■ Given request:
Copy out the listing below line for line, changing nothing.

Stored items:
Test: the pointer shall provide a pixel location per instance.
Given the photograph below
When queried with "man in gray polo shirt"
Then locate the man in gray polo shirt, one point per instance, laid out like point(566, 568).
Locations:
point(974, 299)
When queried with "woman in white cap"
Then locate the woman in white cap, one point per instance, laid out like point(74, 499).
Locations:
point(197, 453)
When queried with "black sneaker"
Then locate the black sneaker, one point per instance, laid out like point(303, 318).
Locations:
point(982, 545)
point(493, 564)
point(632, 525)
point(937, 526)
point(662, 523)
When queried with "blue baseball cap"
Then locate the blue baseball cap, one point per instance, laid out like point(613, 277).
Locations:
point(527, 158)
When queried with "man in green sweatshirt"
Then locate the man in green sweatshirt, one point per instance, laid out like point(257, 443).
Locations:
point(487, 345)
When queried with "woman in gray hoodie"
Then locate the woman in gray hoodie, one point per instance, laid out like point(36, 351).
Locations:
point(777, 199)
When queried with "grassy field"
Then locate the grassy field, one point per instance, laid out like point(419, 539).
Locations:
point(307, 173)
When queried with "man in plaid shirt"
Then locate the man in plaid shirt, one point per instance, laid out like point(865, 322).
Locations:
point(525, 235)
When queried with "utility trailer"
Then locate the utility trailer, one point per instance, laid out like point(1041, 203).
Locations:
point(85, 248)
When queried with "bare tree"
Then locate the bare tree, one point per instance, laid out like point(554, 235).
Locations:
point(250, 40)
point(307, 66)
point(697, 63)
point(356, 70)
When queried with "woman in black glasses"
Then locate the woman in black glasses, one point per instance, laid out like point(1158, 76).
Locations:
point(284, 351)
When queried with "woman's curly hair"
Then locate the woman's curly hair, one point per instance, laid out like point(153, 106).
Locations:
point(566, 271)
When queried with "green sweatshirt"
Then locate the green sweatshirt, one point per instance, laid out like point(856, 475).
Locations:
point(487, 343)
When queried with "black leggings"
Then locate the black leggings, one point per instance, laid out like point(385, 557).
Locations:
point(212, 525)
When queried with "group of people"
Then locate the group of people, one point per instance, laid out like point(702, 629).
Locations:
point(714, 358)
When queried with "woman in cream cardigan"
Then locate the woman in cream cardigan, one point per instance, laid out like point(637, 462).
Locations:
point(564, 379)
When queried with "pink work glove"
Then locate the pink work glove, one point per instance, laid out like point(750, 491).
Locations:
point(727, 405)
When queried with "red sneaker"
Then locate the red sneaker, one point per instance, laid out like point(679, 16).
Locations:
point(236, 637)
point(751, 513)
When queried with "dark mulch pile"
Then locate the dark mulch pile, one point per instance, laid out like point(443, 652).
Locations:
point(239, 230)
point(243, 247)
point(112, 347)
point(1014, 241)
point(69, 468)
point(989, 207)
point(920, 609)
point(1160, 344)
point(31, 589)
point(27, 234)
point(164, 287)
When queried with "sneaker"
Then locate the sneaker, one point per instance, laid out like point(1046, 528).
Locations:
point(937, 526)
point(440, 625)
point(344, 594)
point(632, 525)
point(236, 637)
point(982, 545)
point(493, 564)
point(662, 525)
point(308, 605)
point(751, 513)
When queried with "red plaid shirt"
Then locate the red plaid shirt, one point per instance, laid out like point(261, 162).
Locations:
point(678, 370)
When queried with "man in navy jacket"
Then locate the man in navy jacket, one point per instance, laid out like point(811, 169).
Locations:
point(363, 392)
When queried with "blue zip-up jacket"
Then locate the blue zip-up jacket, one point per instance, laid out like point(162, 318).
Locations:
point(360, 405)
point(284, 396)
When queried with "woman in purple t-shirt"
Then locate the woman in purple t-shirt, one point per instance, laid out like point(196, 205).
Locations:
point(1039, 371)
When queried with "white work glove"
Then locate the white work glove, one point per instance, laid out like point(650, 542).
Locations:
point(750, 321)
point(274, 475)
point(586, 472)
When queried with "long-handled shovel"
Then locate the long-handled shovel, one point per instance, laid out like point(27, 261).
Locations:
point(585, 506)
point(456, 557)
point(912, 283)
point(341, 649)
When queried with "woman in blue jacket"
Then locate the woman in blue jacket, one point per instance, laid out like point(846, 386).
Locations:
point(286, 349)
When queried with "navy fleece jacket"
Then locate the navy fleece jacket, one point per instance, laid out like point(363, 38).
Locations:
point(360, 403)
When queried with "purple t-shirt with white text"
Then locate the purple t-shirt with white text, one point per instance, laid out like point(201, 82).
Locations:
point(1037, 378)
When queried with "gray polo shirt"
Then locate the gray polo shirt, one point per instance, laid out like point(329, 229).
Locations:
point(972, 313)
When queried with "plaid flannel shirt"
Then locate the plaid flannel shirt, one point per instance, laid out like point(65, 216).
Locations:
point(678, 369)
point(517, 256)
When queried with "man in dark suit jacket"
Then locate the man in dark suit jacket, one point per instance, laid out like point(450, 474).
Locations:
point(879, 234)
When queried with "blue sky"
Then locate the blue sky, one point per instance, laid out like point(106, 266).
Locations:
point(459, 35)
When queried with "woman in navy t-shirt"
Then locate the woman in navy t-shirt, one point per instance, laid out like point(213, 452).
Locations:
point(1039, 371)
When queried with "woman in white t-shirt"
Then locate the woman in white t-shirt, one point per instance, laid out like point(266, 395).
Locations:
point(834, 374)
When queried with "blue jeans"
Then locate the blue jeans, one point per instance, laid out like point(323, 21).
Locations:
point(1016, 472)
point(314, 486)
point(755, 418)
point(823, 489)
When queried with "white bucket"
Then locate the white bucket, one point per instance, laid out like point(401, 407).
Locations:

■ Answer below:
Test: the pointer shall provide a pixel location per instance.
Given the photograph below
When queried with "man in gray polo shirt"
Then locate the man in gray polo shirt, one point per instance, laid out like point(566, 568).
Locations:
point(974, 299)
When queried with "woman in white cap"
Then locate the woman in white cap, one point per instance, laid out like point(74, 499).
Locations:
point(197, 453)
When queried with "black sneaker"
Then locate the black sneaker, one point per instance, laid out like point(303, 318).
Locations:
point(982, 545)
point(493, 564)
point(632, 525)
point(937, 526)
point(662, 523)
When queried with "blue baseball cap"
Then locate the blue baseball cap, one point per instance, laid out like point(613, 277).
Locations:
point(527, 158)
When queried with "man in green sweatshirt"
Then locate the man in green sweatshirt, one point per instance, laid out like point(257, 443).
Locations:
point(487, 345)
When queried with "woman in gray hoodie"
Then locate the woman in gray hoodie, one point per instance, laid out like point(36, 351).
Locations:
point(777, 199)
When queried with "grassy field"
Then locate the grassy field, one point per instance, laid out like point(419, 539).
Locations:
point(307, 173)
When queried with "man in plaid shirt"
Then locate the man in plaid shirt, one point per instance, laid out like point(865, 322).
Locations:
point(525, 235)
When queried with "utility trailer"
Then locate the utility trailer, one point per instance, laid out like point(1041, 203).
Locations:
point(85, 248)
When queried with "bare tree"
Then locate the bare tree, one point per instance, laid out like point(554, 235).
Locations:
point(250, 40)
point(307, 66)
point(697, 63)
point(356, 70)
When queried with "woman in black glasses"
Then locate the woman in black glasses, one point per instance, laid out like point(1158, 76).
Locations:
point(284, 351)
When queried with "woman's curly hair"
Then locate the woman's curly hair, one point per instance, laid out like point(153, 106).
Locations:
point(566, 271)
When queried with "green sweatshirt"
Then locate the green sweatshirt, one point per instance, laid out like point(856, 475).
Locations:
point(487, 343)
When queried with "black leggings"
Then locate the black leggings, one point per instance, laid out like point(385, 557).
Locations:
point(212, 525)
When queried with "group of people"
Then locate the group of people, one point per instance, laid out like point(702, 629).
Locations:
point(714, 358)
When queried with "woman in cream cardigan"
Then locate the woman in cream cardigan, one point per instance, laid out like point(637, 462).
Locations:
point(564, 379)
When queried with "pink work glove"
Then locate the pink work glove, one point per instance, laid out like point(750, 491).
Locations:
point(727, 405)
When queried with "red sneaker"
Then locate the red sneaker, one point per instance, laid out like point(679, 16).
Locations:
point(236, 637)
point(751, 513)
When queried with "dark mulch pile"
Then locate the dark mulch pile, one point per instance, laid out like point(443, 652).
Locations:
point(239, 230)
point(243, 247)
point(112, 347)
point(1014, 241)
point(69, 468)
point(989, 207)
point(920, 609)
point(1160, 344)
point(31, 589)
point(27, 234)
point(164, 287)
When queried with "sneaker"
Then locate the sneaker, one point per instance, laid out like point(1046, 528).
Locations:
point(937, 526)
point(440, 625)
point(344, 594)
point(632, 525)
point(236, 637)
point(982, 545)
point(493, 564)
point(662, 525)
point(308, 605)
point(751, 513)
When queried with "red plaid shirt"
Then locate the red plaid shirt, one point per instance, laid out like point(261, 162).
Locations:
point(678, 370)
When queried with "man in navy jacket"
Then locate the man in navy jacket, one point per instance, laid out like point(811, 169).
Locations:
point(363, 392)
When queried with "blue zip-up jacket"
Then locate the blue zip-up jacket, one point per instance, laid out like point(162, 318).
Locations:
point(360, 405)
point(284, 396)
When queried with "woman in purple t-shirt"
Then locate the woman in purple t-shirt, one point per instance, laid out like point(196, 205).
Locations:
point(1039, 371)
When queried with "white work glove"
Then locate the white work glove, one point per instance, laid out like point(650, 542).
Locations:
point(750, 321)
point(274, 475)
point(586, 472)
When queried with "long-handled shovel"
Then locate the long-handled shovel, one point per instance, laid out like point(27, 261).
Locations:
point(585, 506)
point(456, 557)
point(912, 283)
point(341, 649)
When queried with "woman in blue jacket"
Then locate the woman in blue jacket, one point per instance, laid out like point(846, 386).
Locations:
point(286, 349)
When queried with "navy fleece jacket"
Then locate the navy fleece jacket, one point per instance, laid out like point(363, 38).
Locations:
point(360, 403)
When queried with "purple t-shirt with white text"
Then locate the purple t-shirt with white text, one point per instance, laid out like point(201, 82).
Locations:
point(1037, 378)
When queried with "gray polo shirt"
Then locate the gray polo shirt, one point per instance, laid out like point(329, 229).
Locations:
point(972, 313)
When queried with "plaid flannel shirt"
Then locate the plaid flannel shirt, one point per instance, laid out like point(65, 216).
Locations:
point(678, 369)
point(517, 256)
When queried with "man in dark suit jacket"
Then locate the man in dark suit jacket, one point per instance, laid out like point(450, 474).
Locations:
point(879, 234)
When queried with "blue sky"
Then locate the blue sky, one point per instance, laid out like point(106, 266).
Locations:
point(459, 35)
When queried with "woman in navy t-shirt"
Then locate the woman in navy t-shirt, one point per instance, laid out like point(213, 452).
Locations:
point(1039, 371)
When queried with "woman in white t-shirt"
Then locate the woman in white t-shirt, one point per instance, laid out like point(266, 395).
Locations:
point(834, 374)
When queried with "blue jeans"
Then locate the blue jeans, one point per instance, laid out like point(323, 21).
Locations:
point(1016, 472)
point(314, 486)
point(755, 418)
point(823, 489)
When queried with "white bucket"
Then locate the white bucket, one point per instance, laid out like point(401, 407).
Locations:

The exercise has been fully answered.